═══ Given entries

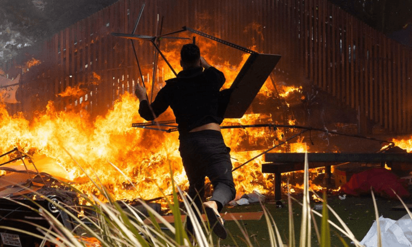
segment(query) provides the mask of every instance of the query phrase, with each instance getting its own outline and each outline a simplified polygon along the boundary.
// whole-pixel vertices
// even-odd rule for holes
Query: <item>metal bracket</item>
[[[21,160],[21,161],[23,162],[23,165],[24,166],[24,168],[26,169],[26,171],[27,172],[27,174],[29,175],[29,177],[30,178],[30,180],[32,181],[32,185],[35,185],[36,186],[46,186],[46,182],[45,182],[44,179],[43,179],[43,178],[42,177],[41,175],[40,174],[40,173],[39,172],[39,170],[37,170],[37,168],[36,167],[35,165],[34,165],[34,162],[33,161],[33,160],[34,159],[34,158],[30,154],[28,154],[25,153],[25,152],[22,150],[20,150],[17,148],[15,148],[14,149],[13,149],[13,150],[11,150],[7,153],[3,154],[1,155],[0,155],[0,158],[15,152],[17,152],[17,155],[18,155],[18,157],[13,159],[12,160],[9,160],[8,161],[6,161],[5,162],[0,164],[0,166],[3,166],[6,164],[8,164],[9,163],[13,162],[14,161],[16,161],[16,160],[19,159]],[[37,174],[39,175],[39,176],[42,179],[42,181],[43,182],[43,185],[33,181],[33,180],[32,179],[32,176],[30,175],[30,172],[29,171],[29,169],[27,169],[27,166],[26,165],[26,163],[24,162],[24,160],[23,159],[23,158],[25,157],[28,158],[29,162],[33,164],[33,166],[34,167],[34,169],[36,170],[36,171],[37,172]]]
[[[238,50],[240,50],[242,51],[244,51],[247,53],[257,53],[257,52],[253,50],[252,50],[250,49],[248,49],[247,48],[241,46],[238,46],[233,43],[231,43],[230,42],[228,42],[226,41],[225,40],[223,40],[222,39],[220,39],[219,38],[217,38],[215,36],[212,36],[210,34],[208,34],[206,33],[203,32],[202,31],[199,31],[198,30],[196,30],[195,29],[191,29],[190,28],[185,26],[182,28],[184,30],[187,30],[188,31],[193,32],[193,33],[196,33],[196,34],[198,34],[200,36],[203,36],[206,38],[207,38],[208,39],[210,39],[212,40],[214,40],[215,41],[219,42],[220,43],[223,44],[224,45],[226,45],[226,46],[229,46],[230,47],[233,47],[233,48],[236,48]]]

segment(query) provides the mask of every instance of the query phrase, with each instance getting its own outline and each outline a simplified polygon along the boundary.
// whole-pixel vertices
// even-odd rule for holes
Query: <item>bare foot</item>
[[[215,214],[217,216],[220,216],[219,211],[218,211],[218,204],[216,203],[216,202],[214,201],[206,201],[206,202],[203,202],[203,207],[209,207],[212,208],[213,210],[213,211],[215,212]],[[223,225],[224,223],[224,221],[222,218],[221,217],[218,217],[218,219],[219,221],[220,221],[221,224]]]

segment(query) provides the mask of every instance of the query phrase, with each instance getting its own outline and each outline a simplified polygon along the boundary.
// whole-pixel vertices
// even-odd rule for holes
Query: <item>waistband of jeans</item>
[[[221,133],[220,131],[212,129],[205,129],[204,130],[200,130],[199,131],[195,131],[194,132],[187,132],[184,135],[182,135],[181,134],[179,135],[179,139],[182,139],[206,136],[223,138],[223,136],[222,135],[222,133]]]

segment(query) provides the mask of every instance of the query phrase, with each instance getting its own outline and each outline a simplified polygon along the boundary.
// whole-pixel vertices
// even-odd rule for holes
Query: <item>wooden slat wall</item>
[[[120,0],[40,46],[36,58],[43,63],[38,65],[39,73],[23,74],[22,83],[25,89],[29,84],[41,88],[31,87],[31,93],[22,93],[24,100],[11,106],[12,111],[32,109],[28,106],[33,103],[33,94],[41,92],[42,100],[53,100],[57,109],[79,108],[81,104],[95,116],[104,114],[124,92],[133,93],[141,80],[130,42],[110,33],[130,33],[143,2]],[[187,25],[242,46],[254,46],[259,52],[280,54],[282,59],[275,73],[308,79],[391,132],[412,131],[411,49],[327,0],[146,3],[137,33],[154,34],[159,14],[159,21],[164,16],[163,33]],[[162,41],[161,46],[167,42]],[[145,83],[151,87],[153,48],[148,42],[135,41],[135,45]],[[9,70],[12,62],[2,64],[7,69],[3,70]],[[95,78],[94,72],[101,79]],[[86,95],[58,96],[68,86],[78,86]]]

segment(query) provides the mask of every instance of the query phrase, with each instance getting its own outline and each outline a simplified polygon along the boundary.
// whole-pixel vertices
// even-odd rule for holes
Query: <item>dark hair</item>
[[[180,50],[180,59],[185,63],[192,63],[200,58],[200,49],[194,44],[184,45]]]

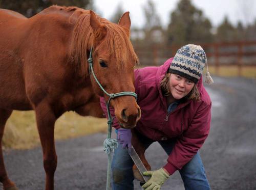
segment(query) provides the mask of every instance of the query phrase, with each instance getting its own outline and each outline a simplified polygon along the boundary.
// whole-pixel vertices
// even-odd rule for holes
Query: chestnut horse
[[[92,46],[93,69],[105,90],[135,91],[133,69],[138,59],[129,40],[130,26],[129,12],[115,24],[73,7],[52,6],[29,19],[0,9],[0,181],[4,189],[17,189],[7,176],[1,143],[12,110],[35,111],[47,190],[54,189],[56,119],[69,111],[102,117],[99,95],[106,101],[109,97],[89,74]],[[124,127],[135,126],[140,110],[134,97],[119,97],[111,104]]]

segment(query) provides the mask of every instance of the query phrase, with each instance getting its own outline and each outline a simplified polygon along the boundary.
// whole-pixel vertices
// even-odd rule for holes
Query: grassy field
[[[56,121],[55,139],[65,139],[107,131],[106,119],[81,117],[74,112],[63,114]],[[4,148],[28,149],[40,145],[33,111],[14,111],[6,124]]]
[[[214,67],[209,67],[212,75],[217,75]],[[220,67],[218,75],[238,76],[236,66]],[[256,67],[242,68],[243,77],[256,78]],[[55,139],[65,139],[107,130],[106,119],[83,117],[73,112],[67,113],[58,119],[55,125]],[[34,112],[14,111],[6,124],[3,137],[4,148],[27,149],[40,145]]]

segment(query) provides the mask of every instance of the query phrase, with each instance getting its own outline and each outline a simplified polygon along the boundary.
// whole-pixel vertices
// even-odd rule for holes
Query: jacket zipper
[[[166,114],[166,116],[165,117],[165,121],[168,121],[168,118],[169,117],[169,114],[167,113]]]

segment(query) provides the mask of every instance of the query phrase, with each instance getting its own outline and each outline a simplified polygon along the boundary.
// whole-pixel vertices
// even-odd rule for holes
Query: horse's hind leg
[[[0,181],[3,183],[5,190],[18,189],[15,184],[9,179],[7,176],[2,149],[2,140],[4,135],[5,124],[12,112],[12,110],[0,109]]]
[[[35,108],[36,122],[44,154],[46,174],[46,190],[53,190],[57,155],[54,145],[55,115],[47,103],[40,103]]]

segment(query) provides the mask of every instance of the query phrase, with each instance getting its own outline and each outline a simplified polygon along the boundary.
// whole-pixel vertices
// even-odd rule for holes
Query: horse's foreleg
[[[3,183],[5,190],[18,189],[14,183],[9,179],[7,176],[2,149],[2,140],[4,135],[5,124],[12,112],[12,110],[0,109],[0,181]]]
[[[145,147],[140,143],[139,139],[137,135],[137,133],[135,131],[135,129],[132,129],[132,133],[133,134],[133,138],[132,139],[132,144],[133,145],[133,146],[138,153],[138,155],[140,157],[142,163],[144,164],[144,166],[145,166],[145,167],[146,168],[147,170],[151,170],[151,167],[150,166],[150,164],[146,159],[146,157],[145,157],[145,151],[146,150]],[[135,166],[135,165],[133,165],[133,175],[136,179],[141,181],[144,181],[142,176],[140,174],[139,170]]]
[[[46,174],[46,190],[53,190],[54,172],[57,167],[57,155],[54,145],[56,118],[47,104],[40,104],[35,110],[44,154],[44,167]]]

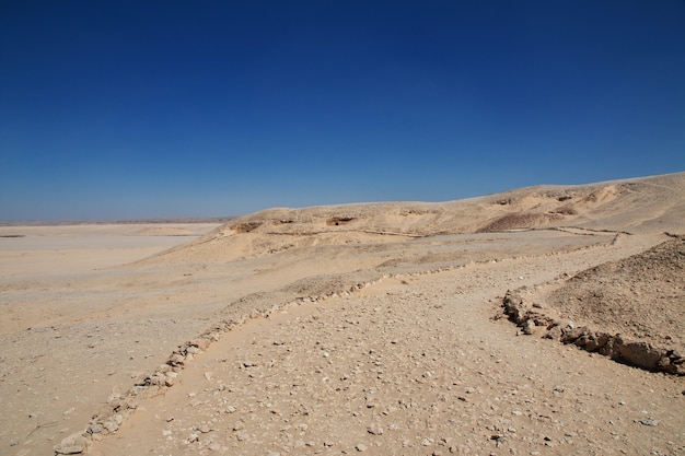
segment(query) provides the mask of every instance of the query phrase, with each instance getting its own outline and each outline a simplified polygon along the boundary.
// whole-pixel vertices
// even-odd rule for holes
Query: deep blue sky
[[[682,0],[0,0],[0,220],[680,171]]]

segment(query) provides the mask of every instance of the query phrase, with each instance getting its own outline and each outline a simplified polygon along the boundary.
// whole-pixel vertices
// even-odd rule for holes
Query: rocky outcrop
[[[542,309],[529,305],[520,295],[508,291],[502,309],[509,320],[521,327],[525,335],[539,329],[546,339],[572,343],[589,352],[597,352],[620,363],[653,372],[685,375],[685,358],[670,347],[658,347],[650,341],[627,340],[618,334],[594,330],[587,326],[576,327],[545,316]]]

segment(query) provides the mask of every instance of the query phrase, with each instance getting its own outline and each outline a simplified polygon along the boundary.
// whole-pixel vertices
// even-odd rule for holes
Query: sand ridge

══════

● To do: Reproduce the lines of the items verbatim, from the start of the items through the line containing "Query: <item>metal bracket</item>", inclusive. Leave out the pictures.

● Correct output:
segment(query) provides the mask of every instance of the query phrase, with each instance getting its own outline and each outline a simplified polygon along the boundary.
// whole-pixel vertices
// even-odd rule for holes
Query: <item>metal bracket</item>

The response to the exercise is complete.